* _Exercise details_:
Report only the number of lines in the data below that contain the string "parking". Treat the match as case-sensitive.

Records
begin
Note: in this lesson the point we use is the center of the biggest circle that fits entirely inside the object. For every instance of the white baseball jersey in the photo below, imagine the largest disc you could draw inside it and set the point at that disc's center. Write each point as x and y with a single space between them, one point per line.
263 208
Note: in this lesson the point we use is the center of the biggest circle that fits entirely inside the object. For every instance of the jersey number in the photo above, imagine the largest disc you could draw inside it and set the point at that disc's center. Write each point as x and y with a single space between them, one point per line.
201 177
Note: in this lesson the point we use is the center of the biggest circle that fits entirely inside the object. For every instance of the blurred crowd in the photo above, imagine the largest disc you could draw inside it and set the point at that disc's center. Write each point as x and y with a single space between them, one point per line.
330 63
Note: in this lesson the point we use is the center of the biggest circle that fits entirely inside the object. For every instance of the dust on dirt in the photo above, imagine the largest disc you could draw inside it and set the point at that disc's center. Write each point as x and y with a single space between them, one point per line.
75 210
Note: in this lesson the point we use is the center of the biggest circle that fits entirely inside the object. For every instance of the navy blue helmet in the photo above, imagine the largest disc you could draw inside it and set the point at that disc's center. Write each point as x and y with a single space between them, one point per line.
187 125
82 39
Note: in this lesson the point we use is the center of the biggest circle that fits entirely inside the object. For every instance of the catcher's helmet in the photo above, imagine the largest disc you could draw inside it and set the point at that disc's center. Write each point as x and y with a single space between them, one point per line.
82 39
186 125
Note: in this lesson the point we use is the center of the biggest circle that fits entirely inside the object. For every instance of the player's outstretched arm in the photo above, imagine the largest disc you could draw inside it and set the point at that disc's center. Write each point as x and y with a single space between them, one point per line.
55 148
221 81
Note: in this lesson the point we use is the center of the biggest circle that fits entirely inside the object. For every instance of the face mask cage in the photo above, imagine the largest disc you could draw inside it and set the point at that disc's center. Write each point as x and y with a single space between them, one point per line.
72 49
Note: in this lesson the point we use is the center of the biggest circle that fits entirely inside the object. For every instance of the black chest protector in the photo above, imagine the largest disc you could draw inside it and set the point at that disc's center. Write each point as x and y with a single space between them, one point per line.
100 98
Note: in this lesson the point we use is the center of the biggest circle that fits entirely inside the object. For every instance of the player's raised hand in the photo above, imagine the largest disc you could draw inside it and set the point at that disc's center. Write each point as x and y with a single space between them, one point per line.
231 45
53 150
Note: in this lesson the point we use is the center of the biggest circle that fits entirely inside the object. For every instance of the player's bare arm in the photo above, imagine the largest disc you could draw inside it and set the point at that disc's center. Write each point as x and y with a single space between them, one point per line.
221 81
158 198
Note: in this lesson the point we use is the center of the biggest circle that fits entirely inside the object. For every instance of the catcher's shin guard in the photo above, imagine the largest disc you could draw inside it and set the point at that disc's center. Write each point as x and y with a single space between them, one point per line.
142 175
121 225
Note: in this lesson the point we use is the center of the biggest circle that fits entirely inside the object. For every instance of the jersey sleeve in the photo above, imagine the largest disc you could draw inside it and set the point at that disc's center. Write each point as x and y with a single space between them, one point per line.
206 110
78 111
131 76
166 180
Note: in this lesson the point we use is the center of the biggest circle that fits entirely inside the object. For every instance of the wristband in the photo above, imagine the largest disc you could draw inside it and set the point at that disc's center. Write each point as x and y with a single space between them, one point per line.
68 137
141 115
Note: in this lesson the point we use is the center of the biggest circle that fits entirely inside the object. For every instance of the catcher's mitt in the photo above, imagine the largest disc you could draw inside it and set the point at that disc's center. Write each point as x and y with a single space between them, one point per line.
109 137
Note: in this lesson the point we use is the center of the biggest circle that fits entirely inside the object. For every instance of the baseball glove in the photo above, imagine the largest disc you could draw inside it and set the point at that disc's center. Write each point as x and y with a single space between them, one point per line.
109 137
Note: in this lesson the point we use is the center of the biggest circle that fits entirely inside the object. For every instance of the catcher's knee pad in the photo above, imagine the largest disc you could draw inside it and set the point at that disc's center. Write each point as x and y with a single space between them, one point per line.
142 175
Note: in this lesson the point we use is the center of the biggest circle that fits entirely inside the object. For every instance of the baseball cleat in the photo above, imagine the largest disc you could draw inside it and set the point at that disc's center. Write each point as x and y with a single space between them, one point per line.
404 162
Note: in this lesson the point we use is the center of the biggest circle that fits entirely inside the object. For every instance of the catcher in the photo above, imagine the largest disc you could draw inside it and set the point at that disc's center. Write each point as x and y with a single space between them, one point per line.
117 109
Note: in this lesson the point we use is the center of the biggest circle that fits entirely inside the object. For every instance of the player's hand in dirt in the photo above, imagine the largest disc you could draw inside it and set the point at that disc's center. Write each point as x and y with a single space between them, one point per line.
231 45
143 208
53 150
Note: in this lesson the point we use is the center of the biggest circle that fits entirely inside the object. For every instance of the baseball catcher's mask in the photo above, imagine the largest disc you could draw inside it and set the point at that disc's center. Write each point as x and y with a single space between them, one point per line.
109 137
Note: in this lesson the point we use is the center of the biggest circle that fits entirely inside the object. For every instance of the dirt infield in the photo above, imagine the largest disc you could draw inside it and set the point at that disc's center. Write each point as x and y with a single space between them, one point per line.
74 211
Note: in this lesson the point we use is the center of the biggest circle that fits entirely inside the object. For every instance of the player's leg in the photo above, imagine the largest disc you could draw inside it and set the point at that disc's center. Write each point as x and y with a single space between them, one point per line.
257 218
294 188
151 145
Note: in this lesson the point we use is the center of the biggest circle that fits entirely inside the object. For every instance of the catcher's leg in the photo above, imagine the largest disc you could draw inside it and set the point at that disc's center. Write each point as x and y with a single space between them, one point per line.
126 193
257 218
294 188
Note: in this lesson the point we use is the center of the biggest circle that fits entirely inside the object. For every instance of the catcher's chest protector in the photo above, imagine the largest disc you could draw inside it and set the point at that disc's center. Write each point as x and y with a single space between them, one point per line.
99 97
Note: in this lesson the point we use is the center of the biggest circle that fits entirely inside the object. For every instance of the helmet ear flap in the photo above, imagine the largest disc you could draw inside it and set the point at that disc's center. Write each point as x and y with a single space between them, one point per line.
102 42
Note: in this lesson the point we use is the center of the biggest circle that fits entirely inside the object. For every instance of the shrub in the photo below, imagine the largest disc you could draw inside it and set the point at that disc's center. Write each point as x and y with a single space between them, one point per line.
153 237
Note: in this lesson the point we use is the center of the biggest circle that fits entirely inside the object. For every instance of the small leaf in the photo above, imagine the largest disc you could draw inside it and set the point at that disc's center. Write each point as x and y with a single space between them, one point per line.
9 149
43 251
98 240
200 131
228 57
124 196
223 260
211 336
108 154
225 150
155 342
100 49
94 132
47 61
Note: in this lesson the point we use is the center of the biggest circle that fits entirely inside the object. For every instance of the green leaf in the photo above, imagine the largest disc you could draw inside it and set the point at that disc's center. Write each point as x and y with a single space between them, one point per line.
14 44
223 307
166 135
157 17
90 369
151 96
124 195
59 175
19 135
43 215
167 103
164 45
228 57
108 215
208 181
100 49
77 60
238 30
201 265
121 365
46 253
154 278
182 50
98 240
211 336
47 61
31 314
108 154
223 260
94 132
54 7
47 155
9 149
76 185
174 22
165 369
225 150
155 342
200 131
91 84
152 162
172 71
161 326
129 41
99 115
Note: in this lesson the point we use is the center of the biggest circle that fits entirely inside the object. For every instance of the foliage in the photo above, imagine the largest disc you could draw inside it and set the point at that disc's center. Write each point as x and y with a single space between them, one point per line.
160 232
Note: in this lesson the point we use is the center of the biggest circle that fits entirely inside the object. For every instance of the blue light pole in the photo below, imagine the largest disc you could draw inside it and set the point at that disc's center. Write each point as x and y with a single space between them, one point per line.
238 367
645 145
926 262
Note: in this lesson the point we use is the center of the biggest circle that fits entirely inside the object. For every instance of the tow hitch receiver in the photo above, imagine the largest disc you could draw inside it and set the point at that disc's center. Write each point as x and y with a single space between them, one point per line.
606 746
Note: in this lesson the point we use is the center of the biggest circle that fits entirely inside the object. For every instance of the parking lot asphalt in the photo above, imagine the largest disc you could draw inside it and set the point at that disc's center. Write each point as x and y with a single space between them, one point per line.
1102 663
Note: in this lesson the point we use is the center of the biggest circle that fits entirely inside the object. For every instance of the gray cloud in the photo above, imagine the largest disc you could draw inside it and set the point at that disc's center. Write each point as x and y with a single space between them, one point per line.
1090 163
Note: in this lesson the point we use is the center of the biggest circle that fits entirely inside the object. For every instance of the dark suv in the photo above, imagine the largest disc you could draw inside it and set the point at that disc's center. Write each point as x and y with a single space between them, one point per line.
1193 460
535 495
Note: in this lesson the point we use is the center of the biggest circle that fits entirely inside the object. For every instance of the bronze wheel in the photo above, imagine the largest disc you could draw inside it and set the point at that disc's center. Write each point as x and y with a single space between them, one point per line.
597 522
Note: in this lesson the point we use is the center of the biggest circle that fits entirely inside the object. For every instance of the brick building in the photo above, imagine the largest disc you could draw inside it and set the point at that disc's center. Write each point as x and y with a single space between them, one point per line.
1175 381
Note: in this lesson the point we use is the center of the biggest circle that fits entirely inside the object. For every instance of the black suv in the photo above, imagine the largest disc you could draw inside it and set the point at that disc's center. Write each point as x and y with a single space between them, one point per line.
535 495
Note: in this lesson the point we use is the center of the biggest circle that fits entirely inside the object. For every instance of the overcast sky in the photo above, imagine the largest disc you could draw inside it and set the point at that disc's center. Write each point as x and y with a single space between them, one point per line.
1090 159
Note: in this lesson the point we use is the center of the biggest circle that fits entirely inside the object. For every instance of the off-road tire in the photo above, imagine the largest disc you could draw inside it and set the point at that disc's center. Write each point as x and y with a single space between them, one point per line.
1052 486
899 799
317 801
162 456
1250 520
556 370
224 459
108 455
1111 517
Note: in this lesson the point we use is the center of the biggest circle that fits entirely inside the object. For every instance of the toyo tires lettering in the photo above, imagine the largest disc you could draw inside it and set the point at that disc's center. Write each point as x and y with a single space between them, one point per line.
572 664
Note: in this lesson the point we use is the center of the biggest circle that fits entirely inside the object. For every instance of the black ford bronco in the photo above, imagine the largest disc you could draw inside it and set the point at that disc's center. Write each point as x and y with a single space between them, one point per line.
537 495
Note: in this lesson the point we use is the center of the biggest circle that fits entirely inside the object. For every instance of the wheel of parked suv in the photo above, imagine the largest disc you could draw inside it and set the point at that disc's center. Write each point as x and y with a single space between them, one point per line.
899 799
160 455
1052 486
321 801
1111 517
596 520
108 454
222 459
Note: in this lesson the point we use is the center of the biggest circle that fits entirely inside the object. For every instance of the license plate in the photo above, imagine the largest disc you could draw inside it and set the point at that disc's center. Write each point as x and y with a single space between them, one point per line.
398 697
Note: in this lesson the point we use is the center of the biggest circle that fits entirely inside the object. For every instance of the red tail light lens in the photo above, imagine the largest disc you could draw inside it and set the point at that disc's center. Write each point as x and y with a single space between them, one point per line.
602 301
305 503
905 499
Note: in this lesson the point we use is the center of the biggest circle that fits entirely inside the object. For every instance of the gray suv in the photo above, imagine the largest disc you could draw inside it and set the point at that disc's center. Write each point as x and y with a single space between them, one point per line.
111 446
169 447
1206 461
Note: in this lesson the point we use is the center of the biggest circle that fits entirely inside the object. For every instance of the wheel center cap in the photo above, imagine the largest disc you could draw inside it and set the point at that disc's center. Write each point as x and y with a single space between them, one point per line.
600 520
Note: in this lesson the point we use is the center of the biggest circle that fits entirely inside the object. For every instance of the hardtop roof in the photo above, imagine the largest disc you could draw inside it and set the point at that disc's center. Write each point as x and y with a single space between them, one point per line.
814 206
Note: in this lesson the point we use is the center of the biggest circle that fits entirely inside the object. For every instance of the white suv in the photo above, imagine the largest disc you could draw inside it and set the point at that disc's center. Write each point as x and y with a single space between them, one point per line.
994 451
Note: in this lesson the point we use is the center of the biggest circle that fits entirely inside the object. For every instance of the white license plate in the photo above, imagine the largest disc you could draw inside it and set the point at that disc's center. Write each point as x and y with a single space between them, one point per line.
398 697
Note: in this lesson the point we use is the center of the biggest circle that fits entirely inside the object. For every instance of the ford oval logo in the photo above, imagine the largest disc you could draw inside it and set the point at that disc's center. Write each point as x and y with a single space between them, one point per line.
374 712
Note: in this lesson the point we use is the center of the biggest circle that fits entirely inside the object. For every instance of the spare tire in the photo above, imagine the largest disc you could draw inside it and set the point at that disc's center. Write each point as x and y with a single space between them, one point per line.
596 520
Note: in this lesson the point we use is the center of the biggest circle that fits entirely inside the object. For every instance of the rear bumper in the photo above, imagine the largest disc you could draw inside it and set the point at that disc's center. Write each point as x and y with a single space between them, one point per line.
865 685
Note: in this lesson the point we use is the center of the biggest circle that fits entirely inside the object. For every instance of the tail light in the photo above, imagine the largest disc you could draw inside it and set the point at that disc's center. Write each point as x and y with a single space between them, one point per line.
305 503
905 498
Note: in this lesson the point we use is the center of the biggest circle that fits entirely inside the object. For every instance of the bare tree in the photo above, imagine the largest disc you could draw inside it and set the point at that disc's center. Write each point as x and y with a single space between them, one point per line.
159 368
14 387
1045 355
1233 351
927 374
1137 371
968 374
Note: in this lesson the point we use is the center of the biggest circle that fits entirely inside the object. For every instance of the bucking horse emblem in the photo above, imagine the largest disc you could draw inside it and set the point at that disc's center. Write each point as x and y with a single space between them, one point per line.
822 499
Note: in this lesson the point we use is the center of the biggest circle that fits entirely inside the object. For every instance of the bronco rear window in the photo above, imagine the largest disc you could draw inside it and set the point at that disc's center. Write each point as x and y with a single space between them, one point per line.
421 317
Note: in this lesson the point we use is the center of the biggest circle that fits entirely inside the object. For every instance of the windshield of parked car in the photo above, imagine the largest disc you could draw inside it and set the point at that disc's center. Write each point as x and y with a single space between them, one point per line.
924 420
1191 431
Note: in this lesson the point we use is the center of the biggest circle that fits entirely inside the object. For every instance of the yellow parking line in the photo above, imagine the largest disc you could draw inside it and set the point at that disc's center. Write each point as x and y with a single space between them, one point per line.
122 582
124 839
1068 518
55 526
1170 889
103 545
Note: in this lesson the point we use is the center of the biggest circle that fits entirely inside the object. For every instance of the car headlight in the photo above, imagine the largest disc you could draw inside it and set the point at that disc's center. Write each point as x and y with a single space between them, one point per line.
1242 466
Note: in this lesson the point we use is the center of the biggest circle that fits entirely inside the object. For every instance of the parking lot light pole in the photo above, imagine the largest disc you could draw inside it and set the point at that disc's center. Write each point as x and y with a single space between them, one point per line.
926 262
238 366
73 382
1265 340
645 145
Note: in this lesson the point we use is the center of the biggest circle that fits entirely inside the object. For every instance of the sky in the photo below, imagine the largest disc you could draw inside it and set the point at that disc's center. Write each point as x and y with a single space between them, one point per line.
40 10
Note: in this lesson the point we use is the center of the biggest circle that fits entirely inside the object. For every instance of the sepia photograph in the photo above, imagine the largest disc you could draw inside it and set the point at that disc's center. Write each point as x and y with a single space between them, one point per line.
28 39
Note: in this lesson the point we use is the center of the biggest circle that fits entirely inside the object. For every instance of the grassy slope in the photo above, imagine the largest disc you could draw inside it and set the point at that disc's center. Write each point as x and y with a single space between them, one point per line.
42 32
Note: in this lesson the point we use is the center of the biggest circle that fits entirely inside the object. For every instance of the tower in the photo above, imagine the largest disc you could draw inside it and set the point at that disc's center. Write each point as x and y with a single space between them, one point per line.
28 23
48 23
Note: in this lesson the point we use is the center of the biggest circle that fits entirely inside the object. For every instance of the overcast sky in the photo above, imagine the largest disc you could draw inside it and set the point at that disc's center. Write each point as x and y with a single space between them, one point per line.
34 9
end
* _Expected answer_:
3